Directives
A – Check each statement against the cooling-system text and answer yes or no, quoting the words of the text that decide it: (i) The thermostat sits above the upper ends of the cylinders. (ii) The temperature sensor is attached on the rear portion of the cylinder block. (iii) The exhaust pipe is connected to the rear portion of the engine.
B – Please answer these questions from the cooling-system text:
(i) What is the harness connected to?
(ii) On what part of the engine is the thermostat attached?
(iii) What does the exhaust pipe flow toward a muffler?
C – Transcribe the cooling-system text between "The exhaust pipe 9 is" and "exhaust pipe 9.", inclusive.
# Text extract start
The thermostat 7 is attached on the front portion of the engine 3. The thermostat 7 is disposed between the first end of the second pipe 16 and the outlet 18b of the passage 18. The thermostat 7 is disposed below a vertical center of the radiator 4 (center of the radiator 4 in the vertical direction). The thermostat 7 is disposed below the upper ends of the cylinders 31. The thermostat 7 limits a flow of the coolant inside the pipe unit 6 in a case where the temperature of the coolant is equal to or lower than a predetermined temperature, and permits the flow of the coolant inside the pipe unit 6 in a case where the temperature of the coolant is higher than the predetermined temperature.

The temperature sensor 8 detects the temperature of the coolant flowing through the passage 18 provided inside the cylinder block 10. The temperature sensor 8 is attached on the rear portion of the cylinder block 10. The tip end portion of the temperature sensor 8 is inserted into the cylinder block 10. Harness 20 extends from the rear end portion of the temperature sensor 8. The harness 20 is connected to an ECU included in the motorcycle 1. The temperature detected by the temperature sensor 8 is monitored by the ECU.

The exhaust pipe 9 is connected to the front portion of the engine 3, and extends rearward at a locations that is below the engine 3. The exhaust pipe 9 flows an exhaust gas emitted from the engine 3 toward a muffler. The thermostat 7 is disposed between the cylinder block 10 and the exhaust pipe 9.
# Text extract end
# Dataset content start
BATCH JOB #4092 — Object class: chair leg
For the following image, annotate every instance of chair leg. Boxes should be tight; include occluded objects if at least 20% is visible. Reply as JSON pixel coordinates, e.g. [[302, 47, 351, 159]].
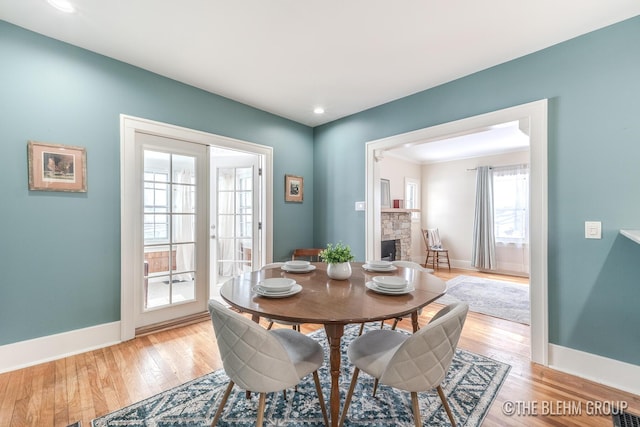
# Dataset content end
Answers
A –
(i) No: "The thermostat 7 is disposed below the upper ends of the cylinders 31."
(ii) Yes: "The temperature sensor 8 is attached on the rear portion of the cylinder block 10."
(iii) No: "The exhaust pipe 9 is connected to the front portion of the engine 3"

B –
(i) An ECU included in the motorcycle 1.
(ii) The front portion of the engine 3.
(iii) An exhaust gas emitted from the engine 3.

C –
The exhaust pipe 9 is connected to the front portion of the engine 3, and extends rearward at a locations that is below the engine 3. The exhaust pipe 9 flows an exhaust gas emitted from the engine 3 toward a muffler. The thermostat 7 is disposed between the cylinder block 10 and the exhaust pipe 9.